Entronca con la creencia que llevo alimentando durante años al comprobar los desatinos y las estupideces que Gobierno tras Gobierno —del signo que sea— se saca de la chistera a golpe de reforma de la ley educativa. Un truco de magia tramposo, malo y falto de gracia.

La ley Wert, la ley Celaá y otras tantas que se convierten en nominativas porque parecen malparidas por la mente calenturienta de un único individuo, malvado y estafador que se personifica en la figura de un ministro o de una ministra.

Estamos —y me incluyo en el plural por el simple hecho de que o con mi silencio o con mi voto o con mi falta de protesta participo en el plan— creando niños, estudiantes, futuros adultos, incapaces de gestionar una frustración, incapaces de formar su propia opinión.

Todo es tan bestialmente estúpido que solamente puede obedecer a un plan trazado, a un objetivo.

Formar una masa crítica de imbéciles.

Ese es el objetivo.

Gente que crea que decir todes te hace feminista

Que quemar un cuento de Asterix te vuelve educado.

Que quitar una calle a los Reyes Católicos te convierte en progresista.

Que meter en la cárcel a un mal cómico nos protege.

Nada de esto es cierto.



El lenguaje tiene un curso evolutivo que a lo largo de los años y el uso va enriqueciéndose, no puede imponerse un modismo, un modismo se adopta porque se convierte en cotidiano. Es la evolución natural del lenguaje.

▶ Datos registrados:

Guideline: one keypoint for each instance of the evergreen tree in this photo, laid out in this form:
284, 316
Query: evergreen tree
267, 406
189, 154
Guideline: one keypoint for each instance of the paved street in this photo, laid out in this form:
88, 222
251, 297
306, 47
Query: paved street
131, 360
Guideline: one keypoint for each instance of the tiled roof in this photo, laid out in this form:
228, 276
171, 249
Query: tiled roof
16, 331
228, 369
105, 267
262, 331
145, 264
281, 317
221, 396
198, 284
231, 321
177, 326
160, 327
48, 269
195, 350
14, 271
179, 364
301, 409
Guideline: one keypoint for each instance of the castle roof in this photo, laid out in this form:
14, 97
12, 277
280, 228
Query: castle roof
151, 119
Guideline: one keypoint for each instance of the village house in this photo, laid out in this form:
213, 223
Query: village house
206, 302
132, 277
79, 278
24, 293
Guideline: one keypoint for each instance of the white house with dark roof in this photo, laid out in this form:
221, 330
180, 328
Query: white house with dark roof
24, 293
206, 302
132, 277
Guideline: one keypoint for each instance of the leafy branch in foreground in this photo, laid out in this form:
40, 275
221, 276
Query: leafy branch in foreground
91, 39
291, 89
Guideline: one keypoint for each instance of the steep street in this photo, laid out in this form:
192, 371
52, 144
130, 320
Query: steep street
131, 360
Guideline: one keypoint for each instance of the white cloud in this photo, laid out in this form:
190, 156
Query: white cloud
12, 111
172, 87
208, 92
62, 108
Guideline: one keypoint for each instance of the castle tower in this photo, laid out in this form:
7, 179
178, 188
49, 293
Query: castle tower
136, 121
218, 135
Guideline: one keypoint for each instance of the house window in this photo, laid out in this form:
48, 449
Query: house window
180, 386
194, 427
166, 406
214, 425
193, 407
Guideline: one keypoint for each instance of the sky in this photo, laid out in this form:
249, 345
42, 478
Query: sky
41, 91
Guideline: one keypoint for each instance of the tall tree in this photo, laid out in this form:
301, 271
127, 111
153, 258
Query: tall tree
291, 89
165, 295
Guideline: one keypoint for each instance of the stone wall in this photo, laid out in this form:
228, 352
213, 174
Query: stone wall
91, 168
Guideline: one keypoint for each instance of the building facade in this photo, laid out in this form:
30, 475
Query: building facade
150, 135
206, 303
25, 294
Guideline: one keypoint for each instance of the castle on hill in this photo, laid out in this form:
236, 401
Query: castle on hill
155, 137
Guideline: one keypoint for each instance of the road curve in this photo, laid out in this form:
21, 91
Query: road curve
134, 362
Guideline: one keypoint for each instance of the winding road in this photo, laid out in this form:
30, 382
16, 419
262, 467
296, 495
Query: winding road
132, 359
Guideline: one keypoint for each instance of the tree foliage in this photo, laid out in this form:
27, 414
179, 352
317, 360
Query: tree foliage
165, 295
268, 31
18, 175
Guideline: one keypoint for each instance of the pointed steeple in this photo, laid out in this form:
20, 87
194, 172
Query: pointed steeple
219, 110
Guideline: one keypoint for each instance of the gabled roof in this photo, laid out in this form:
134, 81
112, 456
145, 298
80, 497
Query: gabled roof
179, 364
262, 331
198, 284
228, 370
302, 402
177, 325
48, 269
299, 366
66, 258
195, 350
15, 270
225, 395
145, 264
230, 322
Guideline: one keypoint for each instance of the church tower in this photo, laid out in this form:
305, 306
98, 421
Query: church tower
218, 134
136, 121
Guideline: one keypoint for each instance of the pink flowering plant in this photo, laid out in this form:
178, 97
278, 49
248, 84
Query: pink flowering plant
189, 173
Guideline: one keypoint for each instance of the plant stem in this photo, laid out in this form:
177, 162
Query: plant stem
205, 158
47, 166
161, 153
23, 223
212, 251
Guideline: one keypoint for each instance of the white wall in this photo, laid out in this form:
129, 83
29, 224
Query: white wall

▶ Tarea por realizar: Reproduce sin cambios el pasaje del fragmento sobre las reformas de la ley educativa que comienza con las palabras "Todo es tan" y concluye con "es el objetivo.".

▶ Respuesta del ejercicio:
Todo es tan bestialmente estúpido que solamente puede obedecer a un plan trazado, a un objetivo.

Formar una masa crítica de imbéciles.

Ese es el objetivo.